TEXT SHOWN:
------------------------

William Horsley (18 November 177412 June 1858) was an English musician. His compositions were numerous, and include amongst other instrumental pieces three symphonies for full orchestra. More important are his glees, of which he published five books (1801–1807) besides contributing many detached glees and part songs to various collections. His glees include "By Celia's Arbour," "O, Nightingale," and "Now the storm begins to lower", and his hymn tunes Horsley usually set to There is a green hill far away.

History
In 1790, Horsley became the pupil of Theodore Smith, who taught him sufficiently well to obtain the position of organist at Ely Chapel, Holborn, in 1794. He resigned this post in 1798 to become the organist at the Asylum for Female Orphans as well as the assistant to John Wall Callcott, with whom he had long been on terms of personal and artistic intimacy, and whose eldest daughter, Elizabeth Hutchins Callcott, he married. In 1802 he became his friend's successor upon the latter's resignation.  Besides holding this appointment he became the organist of Belgrave Chapel, Halkin Street, in 1812 and of the Charter House in 1838.

------------------------

SHORT EXERCISE A:
From the data listing below, list every line that contains the string "walkway".

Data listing
------------------------

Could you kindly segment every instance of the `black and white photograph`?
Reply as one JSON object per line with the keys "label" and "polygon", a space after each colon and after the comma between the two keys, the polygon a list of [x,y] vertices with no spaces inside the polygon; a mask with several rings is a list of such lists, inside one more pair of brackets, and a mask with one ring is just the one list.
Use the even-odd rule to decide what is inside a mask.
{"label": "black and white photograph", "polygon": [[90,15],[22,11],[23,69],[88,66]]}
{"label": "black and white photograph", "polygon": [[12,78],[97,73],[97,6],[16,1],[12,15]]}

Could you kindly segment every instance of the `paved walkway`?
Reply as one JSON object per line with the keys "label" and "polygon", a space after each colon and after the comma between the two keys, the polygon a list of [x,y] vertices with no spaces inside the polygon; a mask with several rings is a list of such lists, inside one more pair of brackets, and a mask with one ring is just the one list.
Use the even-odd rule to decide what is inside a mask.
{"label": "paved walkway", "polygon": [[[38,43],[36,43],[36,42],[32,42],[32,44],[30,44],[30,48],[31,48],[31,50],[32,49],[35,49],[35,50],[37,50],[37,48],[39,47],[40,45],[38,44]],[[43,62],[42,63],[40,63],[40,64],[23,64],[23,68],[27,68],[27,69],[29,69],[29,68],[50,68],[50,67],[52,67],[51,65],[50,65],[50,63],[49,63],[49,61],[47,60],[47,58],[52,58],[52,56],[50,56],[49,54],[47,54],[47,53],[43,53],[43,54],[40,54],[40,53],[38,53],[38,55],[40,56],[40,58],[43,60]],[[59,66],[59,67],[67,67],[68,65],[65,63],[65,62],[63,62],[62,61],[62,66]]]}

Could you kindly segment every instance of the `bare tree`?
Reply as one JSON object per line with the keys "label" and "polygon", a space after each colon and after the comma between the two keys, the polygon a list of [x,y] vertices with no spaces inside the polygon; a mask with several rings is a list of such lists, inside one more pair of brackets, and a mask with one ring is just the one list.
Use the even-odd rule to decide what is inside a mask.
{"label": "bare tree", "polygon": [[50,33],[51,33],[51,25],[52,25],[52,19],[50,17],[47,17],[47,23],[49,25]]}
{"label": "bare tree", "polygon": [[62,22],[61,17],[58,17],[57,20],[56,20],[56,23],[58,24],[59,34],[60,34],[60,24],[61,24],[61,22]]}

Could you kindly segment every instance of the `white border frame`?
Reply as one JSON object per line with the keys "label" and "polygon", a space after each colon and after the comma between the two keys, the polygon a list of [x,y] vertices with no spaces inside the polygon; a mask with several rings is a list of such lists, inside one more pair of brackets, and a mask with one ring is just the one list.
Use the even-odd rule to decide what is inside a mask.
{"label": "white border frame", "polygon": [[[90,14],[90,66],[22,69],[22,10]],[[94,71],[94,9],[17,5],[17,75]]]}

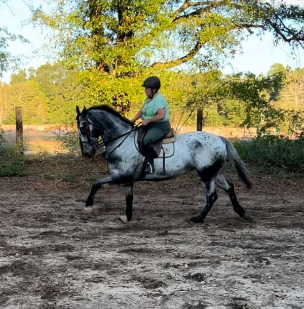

------------------------

SHORT EXERCISE B:
According to the text on William Horsley, in what year did he become the organist of the Charter House?

CORRECT RESPONSE A:
Could you kindly segment every instance of the `paved walkway`?
{"label": "paved walkway", "polygon": [[[38,43],[36,43],[36,42],[32,42],[32,44],[30,44],[30,48],[31,48],[31,50],[32,49],[35,49],[35,50],[37,50],[37,48],[39,47],[40,45],[38,44]],[[43,62],[42,63],[40,63],[40,64],[23,64],[23,68],[27,68],[27,69],[29,69],[29,68],[50,68],[50,67],[52,67],[51,65],[50,65],[50,63],[49,63],[49,61],[47,60],[47,58],[52,58],[52,56],[50,56],[49,54],[47,54],[47,53],[43,53],[43,54],[40,54],[40,53],[38,53],[38,55],[40,56],[40,58],[43,60]],[[59,66],[59,67],[67,67],[68,65],[65,63],[65,62],[63,62],[62,61],[62,66]]]}

CORRECT RESPONSE B:
1838